• **REQUEST**: Which lines in the listing below contain the string "sign", with uppercase and lowercase counted as different? Identify every such line and copy each one out in full.

• **WORKING DATA**:
- - - - - - -

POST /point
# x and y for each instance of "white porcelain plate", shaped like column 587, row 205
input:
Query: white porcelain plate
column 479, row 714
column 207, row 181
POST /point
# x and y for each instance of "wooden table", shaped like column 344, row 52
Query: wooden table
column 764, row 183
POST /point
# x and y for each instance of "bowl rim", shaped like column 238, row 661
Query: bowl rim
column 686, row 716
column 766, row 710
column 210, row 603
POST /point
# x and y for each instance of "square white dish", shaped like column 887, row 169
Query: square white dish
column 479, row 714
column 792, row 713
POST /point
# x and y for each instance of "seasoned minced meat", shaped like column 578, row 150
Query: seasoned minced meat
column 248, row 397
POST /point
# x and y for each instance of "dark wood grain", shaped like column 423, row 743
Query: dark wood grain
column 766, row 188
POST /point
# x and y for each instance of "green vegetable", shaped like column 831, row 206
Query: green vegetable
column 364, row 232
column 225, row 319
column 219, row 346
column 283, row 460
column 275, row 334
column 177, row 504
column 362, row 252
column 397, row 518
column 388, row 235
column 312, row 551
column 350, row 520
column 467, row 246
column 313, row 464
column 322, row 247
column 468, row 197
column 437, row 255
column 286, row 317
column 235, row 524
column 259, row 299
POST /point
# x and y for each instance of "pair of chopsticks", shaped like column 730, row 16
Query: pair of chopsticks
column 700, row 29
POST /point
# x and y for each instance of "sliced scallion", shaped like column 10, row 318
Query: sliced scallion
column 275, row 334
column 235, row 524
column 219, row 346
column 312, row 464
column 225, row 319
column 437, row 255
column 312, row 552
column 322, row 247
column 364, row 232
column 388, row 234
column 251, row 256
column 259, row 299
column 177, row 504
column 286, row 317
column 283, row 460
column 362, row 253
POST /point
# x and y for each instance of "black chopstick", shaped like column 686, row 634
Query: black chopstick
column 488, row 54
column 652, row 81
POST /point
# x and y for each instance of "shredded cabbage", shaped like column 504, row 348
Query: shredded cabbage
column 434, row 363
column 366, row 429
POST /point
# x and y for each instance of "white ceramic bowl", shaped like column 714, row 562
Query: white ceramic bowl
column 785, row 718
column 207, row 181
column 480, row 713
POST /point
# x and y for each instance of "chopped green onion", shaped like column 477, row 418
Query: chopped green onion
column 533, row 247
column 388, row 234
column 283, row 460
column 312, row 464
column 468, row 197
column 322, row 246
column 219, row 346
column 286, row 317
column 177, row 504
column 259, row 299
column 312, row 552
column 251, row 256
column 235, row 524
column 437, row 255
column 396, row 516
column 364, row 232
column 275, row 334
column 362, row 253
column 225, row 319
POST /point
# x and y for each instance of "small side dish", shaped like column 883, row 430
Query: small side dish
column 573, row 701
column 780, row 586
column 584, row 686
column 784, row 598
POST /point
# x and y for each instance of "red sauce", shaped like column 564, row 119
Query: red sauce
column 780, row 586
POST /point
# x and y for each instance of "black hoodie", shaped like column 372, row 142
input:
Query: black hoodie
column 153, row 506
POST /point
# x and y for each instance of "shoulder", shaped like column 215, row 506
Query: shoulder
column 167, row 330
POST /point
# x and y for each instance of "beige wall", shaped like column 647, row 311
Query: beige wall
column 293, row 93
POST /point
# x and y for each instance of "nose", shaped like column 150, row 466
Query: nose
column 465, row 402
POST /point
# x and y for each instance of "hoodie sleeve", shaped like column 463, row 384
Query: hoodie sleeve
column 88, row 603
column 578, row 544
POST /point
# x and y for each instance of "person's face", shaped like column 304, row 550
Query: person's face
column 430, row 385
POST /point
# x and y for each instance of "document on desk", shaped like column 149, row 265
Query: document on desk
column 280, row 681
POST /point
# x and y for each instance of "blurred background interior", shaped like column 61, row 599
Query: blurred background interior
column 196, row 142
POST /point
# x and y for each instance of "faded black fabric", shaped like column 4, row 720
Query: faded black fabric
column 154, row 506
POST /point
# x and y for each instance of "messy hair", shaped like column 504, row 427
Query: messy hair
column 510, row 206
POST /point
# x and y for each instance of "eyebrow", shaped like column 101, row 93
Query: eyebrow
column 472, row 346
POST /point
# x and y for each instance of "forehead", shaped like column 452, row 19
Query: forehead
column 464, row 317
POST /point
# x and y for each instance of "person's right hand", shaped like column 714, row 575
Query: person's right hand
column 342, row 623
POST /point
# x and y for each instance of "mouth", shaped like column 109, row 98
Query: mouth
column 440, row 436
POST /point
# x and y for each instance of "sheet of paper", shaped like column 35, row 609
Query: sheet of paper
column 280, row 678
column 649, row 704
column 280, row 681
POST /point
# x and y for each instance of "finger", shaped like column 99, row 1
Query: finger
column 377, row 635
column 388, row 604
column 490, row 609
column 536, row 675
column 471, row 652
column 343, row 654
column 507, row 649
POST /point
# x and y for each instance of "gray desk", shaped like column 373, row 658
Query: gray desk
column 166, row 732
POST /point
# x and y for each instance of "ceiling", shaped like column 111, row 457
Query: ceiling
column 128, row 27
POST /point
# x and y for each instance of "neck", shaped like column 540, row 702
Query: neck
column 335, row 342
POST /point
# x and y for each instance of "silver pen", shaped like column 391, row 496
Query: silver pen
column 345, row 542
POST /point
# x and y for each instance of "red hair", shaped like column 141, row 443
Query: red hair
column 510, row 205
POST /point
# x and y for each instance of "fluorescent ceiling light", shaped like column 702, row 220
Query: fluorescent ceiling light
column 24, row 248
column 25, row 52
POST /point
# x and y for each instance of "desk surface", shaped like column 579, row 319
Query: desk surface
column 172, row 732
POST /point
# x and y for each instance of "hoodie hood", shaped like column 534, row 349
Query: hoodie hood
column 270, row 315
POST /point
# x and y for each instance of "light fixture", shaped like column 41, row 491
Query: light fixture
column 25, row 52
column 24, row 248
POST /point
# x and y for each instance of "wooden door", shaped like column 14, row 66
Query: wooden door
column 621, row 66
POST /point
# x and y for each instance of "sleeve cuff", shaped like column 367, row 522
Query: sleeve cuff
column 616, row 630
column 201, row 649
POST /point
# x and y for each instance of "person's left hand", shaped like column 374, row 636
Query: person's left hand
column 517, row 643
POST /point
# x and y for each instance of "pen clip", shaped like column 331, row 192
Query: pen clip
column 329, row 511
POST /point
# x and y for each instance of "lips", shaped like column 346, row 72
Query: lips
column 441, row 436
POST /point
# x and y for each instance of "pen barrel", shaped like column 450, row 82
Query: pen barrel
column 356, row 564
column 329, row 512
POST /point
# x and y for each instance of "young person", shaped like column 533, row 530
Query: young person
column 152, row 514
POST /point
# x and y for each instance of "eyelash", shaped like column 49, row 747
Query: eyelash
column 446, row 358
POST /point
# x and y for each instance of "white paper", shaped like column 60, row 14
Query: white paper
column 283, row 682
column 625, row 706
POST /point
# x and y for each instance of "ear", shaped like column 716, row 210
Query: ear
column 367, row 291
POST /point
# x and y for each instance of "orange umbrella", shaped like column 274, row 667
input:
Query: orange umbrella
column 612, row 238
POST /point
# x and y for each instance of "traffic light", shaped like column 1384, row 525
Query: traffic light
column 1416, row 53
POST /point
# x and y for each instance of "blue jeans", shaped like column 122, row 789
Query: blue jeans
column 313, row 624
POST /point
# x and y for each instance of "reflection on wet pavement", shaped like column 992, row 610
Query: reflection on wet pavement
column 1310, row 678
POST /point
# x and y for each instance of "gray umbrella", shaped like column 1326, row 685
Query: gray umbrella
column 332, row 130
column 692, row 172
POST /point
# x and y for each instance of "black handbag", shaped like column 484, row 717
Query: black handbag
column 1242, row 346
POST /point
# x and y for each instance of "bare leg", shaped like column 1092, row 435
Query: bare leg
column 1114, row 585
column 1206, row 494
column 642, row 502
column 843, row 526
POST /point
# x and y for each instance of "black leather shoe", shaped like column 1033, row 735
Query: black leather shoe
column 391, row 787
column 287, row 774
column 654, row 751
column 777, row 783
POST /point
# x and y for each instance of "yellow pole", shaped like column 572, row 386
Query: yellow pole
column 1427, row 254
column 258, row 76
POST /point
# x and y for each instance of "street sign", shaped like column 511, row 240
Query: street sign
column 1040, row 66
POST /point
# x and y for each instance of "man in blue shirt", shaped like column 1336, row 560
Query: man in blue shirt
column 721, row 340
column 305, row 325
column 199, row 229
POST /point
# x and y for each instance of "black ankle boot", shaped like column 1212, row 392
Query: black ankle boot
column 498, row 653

- - - - - - -

• **EXERCISE ANSWER**:
# x and y for each instance of "street sign", shaped like column 511, row 240
Query: street sign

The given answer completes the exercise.